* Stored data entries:
•••

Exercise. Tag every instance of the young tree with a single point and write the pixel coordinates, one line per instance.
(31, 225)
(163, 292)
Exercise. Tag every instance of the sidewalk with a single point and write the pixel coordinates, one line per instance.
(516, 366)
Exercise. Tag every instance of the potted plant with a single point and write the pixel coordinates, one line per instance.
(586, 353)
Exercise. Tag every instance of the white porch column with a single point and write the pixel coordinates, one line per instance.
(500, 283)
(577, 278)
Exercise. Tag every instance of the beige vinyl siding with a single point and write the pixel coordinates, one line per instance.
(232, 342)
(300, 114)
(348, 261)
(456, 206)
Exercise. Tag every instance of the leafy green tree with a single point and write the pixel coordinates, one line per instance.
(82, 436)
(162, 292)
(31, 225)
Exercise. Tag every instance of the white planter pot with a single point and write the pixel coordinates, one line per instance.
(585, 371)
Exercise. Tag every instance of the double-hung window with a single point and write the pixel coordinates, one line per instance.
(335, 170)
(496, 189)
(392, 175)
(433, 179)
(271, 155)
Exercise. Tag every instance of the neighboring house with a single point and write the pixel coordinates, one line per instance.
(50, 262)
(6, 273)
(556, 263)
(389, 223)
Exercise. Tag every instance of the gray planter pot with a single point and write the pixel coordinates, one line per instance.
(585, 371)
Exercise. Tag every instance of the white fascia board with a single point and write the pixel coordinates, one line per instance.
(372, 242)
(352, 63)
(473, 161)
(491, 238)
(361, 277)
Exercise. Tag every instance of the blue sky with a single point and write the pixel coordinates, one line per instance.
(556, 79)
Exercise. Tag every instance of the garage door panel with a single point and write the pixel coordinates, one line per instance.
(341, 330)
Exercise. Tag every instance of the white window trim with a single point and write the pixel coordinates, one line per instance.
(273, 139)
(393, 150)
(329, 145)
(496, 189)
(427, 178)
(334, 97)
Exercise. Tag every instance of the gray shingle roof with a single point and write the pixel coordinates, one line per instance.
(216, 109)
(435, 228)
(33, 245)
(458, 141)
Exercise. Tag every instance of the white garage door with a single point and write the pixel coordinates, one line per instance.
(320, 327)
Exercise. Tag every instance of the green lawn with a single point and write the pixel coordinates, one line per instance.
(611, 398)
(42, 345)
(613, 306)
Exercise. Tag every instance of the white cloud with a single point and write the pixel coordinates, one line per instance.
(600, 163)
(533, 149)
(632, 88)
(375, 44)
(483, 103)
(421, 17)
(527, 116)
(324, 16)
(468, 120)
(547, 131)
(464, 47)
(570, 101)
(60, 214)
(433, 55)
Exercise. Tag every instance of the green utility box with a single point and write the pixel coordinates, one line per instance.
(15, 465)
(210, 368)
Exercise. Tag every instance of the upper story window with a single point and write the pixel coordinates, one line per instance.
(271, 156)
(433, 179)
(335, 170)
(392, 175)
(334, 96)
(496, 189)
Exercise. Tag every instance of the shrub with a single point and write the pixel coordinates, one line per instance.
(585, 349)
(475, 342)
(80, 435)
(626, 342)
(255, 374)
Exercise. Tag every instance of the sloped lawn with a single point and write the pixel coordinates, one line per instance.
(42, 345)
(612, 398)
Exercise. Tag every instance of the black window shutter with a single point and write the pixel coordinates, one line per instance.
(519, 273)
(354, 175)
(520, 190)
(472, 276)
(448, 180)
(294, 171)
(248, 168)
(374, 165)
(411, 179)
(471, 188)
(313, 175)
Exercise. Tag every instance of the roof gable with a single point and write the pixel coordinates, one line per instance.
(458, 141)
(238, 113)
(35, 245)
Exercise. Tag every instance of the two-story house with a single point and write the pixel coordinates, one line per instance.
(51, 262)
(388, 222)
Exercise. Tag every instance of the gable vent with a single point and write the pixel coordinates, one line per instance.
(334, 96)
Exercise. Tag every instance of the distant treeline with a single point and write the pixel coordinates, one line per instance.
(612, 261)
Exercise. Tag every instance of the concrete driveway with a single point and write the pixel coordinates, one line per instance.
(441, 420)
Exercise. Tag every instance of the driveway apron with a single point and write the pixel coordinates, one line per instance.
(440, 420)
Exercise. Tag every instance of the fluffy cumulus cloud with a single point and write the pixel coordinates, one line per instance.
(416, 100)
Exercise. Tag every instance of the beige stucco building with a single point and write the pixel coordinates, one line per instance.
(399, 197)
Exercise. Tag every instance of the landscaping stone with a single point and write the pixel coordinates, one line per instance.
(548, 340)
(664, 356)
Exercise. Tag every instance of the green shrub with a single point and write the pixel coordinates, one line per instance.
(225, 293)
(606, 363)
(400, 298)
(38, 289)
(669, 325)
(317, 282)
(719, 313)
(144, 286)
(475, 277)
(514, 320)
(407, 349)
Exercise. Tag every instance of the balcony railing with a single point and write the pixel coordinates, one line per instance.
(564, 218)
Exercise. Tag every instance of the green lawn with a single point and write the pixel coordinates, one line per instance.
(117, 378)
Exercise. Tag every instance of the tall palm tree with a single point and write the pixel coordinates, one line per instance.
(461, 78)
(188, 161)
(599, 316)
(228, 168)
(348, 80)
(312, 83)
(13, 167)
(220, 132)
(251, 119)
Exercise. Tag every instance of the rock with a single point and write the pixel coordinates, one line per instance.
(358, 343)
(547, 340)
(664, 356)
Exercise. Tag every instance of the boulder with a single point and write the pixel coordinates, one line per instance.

•••

* Exercise brief: Give back exactly the lines from the line containing "Exercise. Tag every instance of the tall" to the end of the entries, and no other lines.

* Written solution:
Exercise. Tag every instance of the tall palm tree with a single point and write the pixel coordinates, one line per instance.
(461, 78)
(188, 161)
(599, 316)
(228, 168)
(348, 80)
(312, 83)
(13, 167)
(220, 132)
(251, 119)
Exercise. Tag every instance of the rock with a single point and write the pixel coordinates, one line per instance.
(358, 343)
(547, 340)
(664, 356)
Exercise. Tag every instance of the boulder with a single point and write the pixel coordinates, one line per instance.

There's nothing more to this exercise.